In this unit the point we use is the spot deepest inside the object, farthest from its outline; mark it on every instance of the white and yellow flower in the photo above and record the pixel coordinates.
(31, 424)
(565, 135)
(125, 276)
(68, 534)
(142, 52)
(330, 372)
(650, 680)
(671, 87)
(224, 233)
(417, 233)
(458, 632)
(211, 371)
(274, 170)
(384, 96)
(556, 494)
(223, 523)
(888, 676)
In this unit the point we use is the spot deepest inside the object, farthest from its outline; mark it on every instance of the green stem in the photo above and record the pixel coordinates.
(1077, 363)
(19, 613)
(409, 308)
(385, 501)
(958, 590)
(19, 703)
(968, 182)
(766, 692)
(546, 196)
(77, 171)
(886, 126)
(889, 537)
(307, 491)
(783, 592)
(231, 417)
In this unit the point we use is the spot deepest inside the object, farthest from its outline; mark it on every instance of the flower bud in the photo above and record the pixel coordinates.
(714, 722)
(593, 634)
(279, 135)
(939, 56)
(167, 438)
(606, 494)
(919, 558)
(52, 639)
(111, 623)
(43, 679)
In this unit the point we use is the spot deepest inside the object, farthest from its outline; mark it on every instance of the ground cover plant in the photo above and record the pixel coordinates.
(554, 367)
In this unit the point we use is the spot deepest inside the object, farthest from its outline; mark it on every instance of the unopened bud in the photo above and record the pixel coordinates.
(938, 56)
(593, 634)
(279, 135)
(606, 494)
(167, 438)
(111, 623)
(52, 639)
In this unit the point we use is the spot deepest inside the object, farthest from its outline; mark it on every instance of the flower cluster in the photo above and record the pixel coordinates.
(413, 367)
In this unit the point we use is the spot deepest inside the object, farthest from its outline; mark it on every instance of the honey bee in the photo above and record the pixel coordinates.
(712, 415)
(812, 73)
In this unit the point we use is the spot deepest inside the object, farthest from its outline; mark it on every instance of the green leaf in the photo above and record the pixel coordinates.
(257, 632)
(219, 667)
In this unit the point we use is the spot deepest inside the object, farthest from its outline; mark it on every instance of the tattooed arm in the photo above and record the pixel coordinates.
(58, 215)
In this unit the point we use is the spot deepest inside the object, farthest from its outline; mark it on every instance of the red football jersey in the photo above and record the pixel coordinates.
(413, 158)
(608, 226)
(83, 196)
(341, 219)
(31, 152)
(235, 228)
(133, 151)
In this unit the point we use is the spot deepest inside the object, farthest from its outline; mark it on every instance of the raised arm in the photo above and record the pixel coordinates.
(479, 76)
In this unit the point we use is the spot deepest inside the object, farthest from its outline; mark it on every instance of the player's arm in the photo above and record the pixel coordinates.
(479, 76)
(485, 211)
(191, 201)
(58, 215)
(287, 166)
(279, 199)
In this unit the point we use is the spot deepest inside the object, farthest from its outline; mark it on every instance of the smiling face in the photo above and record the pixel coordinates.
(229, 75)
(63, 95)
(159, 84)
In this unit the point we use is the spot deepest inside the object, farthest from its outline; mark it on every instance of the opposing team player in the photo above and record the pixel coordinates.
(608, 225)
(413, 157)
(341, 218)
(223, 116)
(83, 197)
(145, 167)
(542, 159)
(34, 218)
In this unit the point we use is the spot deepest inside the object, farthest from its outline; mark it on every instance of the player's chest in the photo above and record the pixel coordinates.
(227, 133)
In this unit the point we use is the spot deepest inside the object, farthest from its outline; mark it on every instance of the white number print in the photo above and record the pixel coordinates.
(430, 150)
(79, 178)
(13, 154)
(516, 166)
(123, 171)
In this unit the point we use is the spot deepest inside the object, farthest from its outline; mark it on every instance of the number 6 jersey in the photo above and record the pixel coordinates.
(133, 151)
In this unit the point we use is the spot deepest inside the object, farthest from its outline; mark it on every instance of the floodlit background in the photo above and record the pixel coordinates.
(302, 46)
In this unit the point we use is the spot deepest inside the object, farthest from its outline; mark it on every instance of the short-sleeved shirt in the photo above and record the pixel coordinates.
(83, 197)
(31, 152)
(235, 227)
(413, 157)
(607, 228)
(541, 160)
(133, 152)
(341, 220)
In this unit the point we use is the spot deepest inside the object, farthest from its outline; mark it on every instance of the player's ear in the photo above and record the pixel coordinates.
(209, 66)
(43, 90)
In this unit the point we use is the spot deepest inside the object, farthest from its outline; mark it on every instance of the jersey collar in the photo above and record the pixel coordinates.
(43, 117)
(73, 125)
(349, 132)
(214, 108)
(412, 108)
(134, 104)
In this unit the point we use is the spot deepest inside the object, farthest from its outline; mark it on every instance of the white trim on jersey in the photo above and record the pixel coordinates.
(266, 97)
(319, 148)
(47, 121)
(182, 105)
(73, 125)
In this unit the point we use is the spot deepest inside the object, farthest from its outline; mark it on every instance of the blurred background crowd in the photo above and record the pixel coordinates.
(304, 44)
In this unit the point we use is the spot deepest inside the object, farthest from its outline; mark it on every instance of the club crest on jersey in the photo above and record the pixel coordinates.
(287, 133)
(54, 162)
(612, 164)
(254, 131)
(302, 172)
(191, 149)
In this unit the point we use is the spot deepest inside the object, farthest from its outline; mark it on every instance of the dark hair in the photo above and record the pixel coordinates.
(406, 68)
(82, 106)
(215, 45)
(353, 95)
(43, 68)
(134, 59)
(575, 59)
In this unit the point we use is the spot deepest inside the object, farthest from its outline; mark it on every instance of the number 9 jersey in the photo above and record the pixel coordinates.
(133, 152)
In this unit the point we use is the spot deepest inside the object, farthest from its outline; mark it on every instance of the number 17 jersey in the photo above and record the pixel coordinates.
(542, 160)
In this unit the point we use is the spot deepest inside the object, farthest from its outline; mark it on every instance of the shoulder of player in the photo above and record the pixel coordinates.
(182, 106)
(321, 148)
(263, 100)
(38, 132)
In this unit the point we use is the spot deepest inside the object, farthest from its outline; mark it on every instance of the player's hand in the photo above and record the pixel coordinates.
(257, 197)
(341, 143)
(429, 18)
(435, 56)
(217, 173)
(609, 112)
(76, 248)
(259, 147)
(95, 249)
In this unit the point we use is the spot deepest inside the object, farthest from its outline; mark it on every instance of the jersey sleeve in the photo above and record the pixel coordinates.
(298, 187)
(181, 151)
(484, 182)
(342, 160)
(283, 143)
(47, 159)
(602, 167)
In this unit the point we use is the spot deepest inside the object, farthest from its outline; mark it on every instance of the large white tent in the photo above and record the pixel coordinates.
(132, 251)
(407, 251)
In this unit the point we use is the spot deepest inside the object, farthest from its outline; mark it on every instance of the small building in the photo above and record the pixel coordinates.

[WRITTEN INSTRUCTION] Render all of the data above as a JSON list of strings, with each line as its own string and blank lines omitted.

[FULL RESPONSE]
[
  "In this unit the point we use is the spot deepest inside the object, farthest from its outline; mark it on every instance of the white and yellow flower in the photo above and record the pixel coordinates.",
  "(31, 424)",
  "(565, 135)",
  "(125, 276)",
  "(68, 534)",
  "(142, 52)",
  "(330, 372)",
  "(650, 680)",
  "(671, 87)",
  "(224, 233)",
  "(417, 233)",
  "(458, 632)",
  "(211, 371)",
  "(274, 170)",
  "(384, 96)",
  "(556, 494)",
  "(223, 523)",
  "(888, 676)",
  "In this unit the point we use is the spot deepest inside the object, farthest from its outline; mark it on every instance of the green stem in the photo above and record the pixel coordinates.",
  "(1077, 363)",
  "(19, 613)",
  "(409, 308)",
  "(385, 501)",
  "(958, 590)",
  "(19, 703)",
  "(968, 182)",
  "(766, 692)",
  "(546, 196)",
  "(77, 171)",
  "(886, 126)",
  "(889, 537)",
  "(307, 491)",
  "(783, 592)",
  "(231, 417)",
  "In this unit the point we use is the spot deepest inside the object, farthest from its outline; mark it on every instance of the flower bud in the photo above and record the pixel coordinates.",
  "(714, 722)",
  "(593, 634)",
  "(279, 135)",
  "(939, 56)",
  "(167, 438)",
  "(606, 494)",
  "(919, 558)",
  "(52, 639)",
  "(111, 623)",
  "(43, 679)",
  "In this unit the point we use is the spot deepest inside the object, farthest from its outline; mark it on every instance of the ground cover plant in the photo above and record the pixel coordinates.",
  "(554, 367)",
  "In this unit the point we use is the spot deepest inside the object, farthest from its outline; mark it on every instance of the unopened bud in the photo above and record the pixel coordinates.",
  "(938, 56)",
  "(593, 634)",
  "(279, 135)",
  "(606, 494)",
  "(167, 438)",
  "(111, 623)",
  "(52, 639)",
  "In this unit the point we use is the spot deepest inside the object, farthest from its outline; mark it on every instance of the flower cluster in the photo above and record the pixel coordinates.",
  "(413, 367)",
  "In this unit the point we use is the spot deepest inside the object, farthest from its outline; mark it on every instance of the honey bee in the photo above and record the pixel coordinates.",
  "(712, 415)",
  "(812, 73)",
  "In this unit the point we use is the spot deepest inside the object, farthest from its outline; mark it on every instance of the green leaf in the photo above and record the pixel coordinates.",
  "(257, 632)",
  "(219, 667)",
  "In this unit the point we use is the spot deepest inside the object, farthest from its outline; mark it on every instance of the tattooed arm in the photo above and record the pixel coordinates.",
  "(58, 215)",
  "In this unit the point we use is the spot deepest inside the object, farthest from its outline; mark it on every instance of the red football jersey in the photo above and record the pixel coordinates.",
  "(413, 158)",
  "(608, 226)",
  "(83, 196)",
  "(341, 219)",
  "(31, 152)",
  "(235, 228)",
  "(133, 151)",
  "In this unit the point we use is the spot deepest inside the object, farthest from its outline; mark it on every instance of the raised arm in the photo above and record the pixel coordinates.",
  "(479, 76)",
  "In this unit the point we use is the spot deepest inside the object, farthest from its outline; mark it on every instance of the player's arm in the photo above and record the pixel coordinates.",
  "(479, 76)",
  "(485, 211)",
  "(191, 201)",
  "(58, 215)",
  "(287, 166)",
  "(279, 199)",
  "In this unit the point we use is the spot deepest inside the object, farthest from its outline; mark it on every instance of the smiling face in the photo above and record the pixel coordinates.",
  "(229, 75)",
  "(63, 95)",
  "(159, 84)",
  "In this unit the point we use is the spot deepest inside the object, farthest from its outline; mark it on every instance of the opposing team player in the photo above and record the pixel coordinates.",
  "(608, 225)",
  "(413, 157)",
  "(341, 218)",
  "(223, 116)",
  "(83, 197)",
  "(145, 167)",
  "(542, 159)",
  "(34, 218)",
  "In this unit the point we use is the spot deepest inside the object, farthest from its outline; mark it on every instance of the player's chest in the photo above and record the pixel coordinates.",
  "(227, 133)",
  "In this unit the point we use is the spot deepest inside the object, farthest from its outline; mark it on every instance of the white number print in the photo above and record the pixel coordinates.",
  "(430, 150)",
  "(79, 178)",
  "(13, 154)",
  "(516, 166)",
  "(123, 171)",
  "In this unit the point we use is the spot deepest inside the object, farthest from its outline; mark it on every instance of the number 6 jersey in the photo above and record the pixel coordinates.",
  "(133, 151)",
  "In this unit the point we use is the spot deepest inside the object, farthest from its outline; mark it on every instance of the floodlit background in the photo above and record the pixel coordinates.",
  "(302, 46)",
  "In this unit the point we use is the spot deepest inside the object, farthest from its outline; mark it on every instance of the short-sleeved shirt in the photo above and record the pixel coordinates.",
  "(83, 197)",
  "(31, 152)",
  "(235, 227)",
  "(413, 157)",
  "(607, 228)",
  "(541, 160)",
  "(133, 152)",
  "(341, 220)",
  "In this unit the point we use is the spot deepest inside the object, farthest from its outline; mark it on every instance of the player's ear in the photo above and record the pixel coordinates.",
  "(209, 66)",
  "(43, 90)",
  "In this unit the point we use is the spot deepest inside the object, farthest from its outline; mark it on every instance of the jersey collar in the photo above and record the pixel coordinates.",
  "(43, 117)",
  "(73, 125)",
  "(349, 132)",
  "(214, 108)",
  "(412, 108)",
  "(134, 104)",
  "In this unit the point we use is the spot deepest inside the object, farthest from its outline; mark it on every instance of the white trim on jersey in the photo above and record the pixel coordinates.",
  "(266, 97)",
  "(319, 148)",
  "(47, 121)",
  "(182, 105)",
  "(73, 125)",
  "In this unit the point we use is the spot deepest inside the object, farthest from its outline; mark it on every instance of the blurred background crowd in the photo above and record the pixel coordinates.",
  "(304, 44)",
  "In this unit the point we use is the spot deepest inside the object, farthest from its outline; mark it on every instance of the club crest on jersey in the photo above and record the pixel coordinates.",
  "(287, 133)",
  "(54, 162)",
  "(612, 164)",
  "(254, 131)",
  "(302, 172)",
  "(191, 149)",
  "In this unit the point we use is the spot deepest inside the object, farthest from its outline; mark it on every instance of the dark hair in the photo above and record the pixel coordinates.",
  "(406, 68)",
  "(82, 106)",
  "(215, 45)",
  "(353, 95)",
  "(43, 68)",
  "(134, 59)",
  "(575, 59)",
  "In this unit the point we use is the spot deepest inside the object, farthest from its outline; mark it on every instance of the number 9 jersey in the photo above and record the pixel coordinates.",
  "(133, 152)",
  "In this unit the point we use is the spot deepest inside the object, farthest from its outline; mark it on every instance of the number 17 jersey in the photo above and record the pixel coordinates.",
  "(542, 160)",
  "In this unit the point we use is the spot deepest inside the object, farthest from its outline; mark it on every instance of the shoulder of player in the photo above and record the pixel coordinates.",
  "(182, 106)",
  "(321, 148)",
  "(263, 100)",
  "(38, 132)",
  "In this unit the point we use is the spot deepest inside the object, farthest from its outline; mark it on every instance of the player's hand in the photo above and record the pixel coordinates.",
  "(257, 197)",
  "(341, 143)",
  "(429, 18)",
  "(435, 56)",
  "(217, 173)",
  "(609, 112)",
  "(76, 248)",
  "(259, 147)",
  "(95, 249)",
  "In this unit the point we use is the spot deepest inside the object, farthest from its outline; mark it on every instance of the jersey sleeve in the photo above and record the pixel coordinates.",
  "(298, 187)",
  "(181, 151)",
  "(484, 182)",
  "(342, 160)",
  "(283, 143)",
  "(47, 159)",
  "(602, 167)",
  "In this unit the point we use is the spot deepest inside the object, farthest from its outline; mark it on every instance of the large white tent in the photo above and record the pixel coordinates.",
  "(132, 251)",
  "(407, 251)",
  "In this unit the point we use is the spot deepest inside the object, farthest from its outline; mark it on every instance of the small building in the photo above and record the pixel coordinates."
]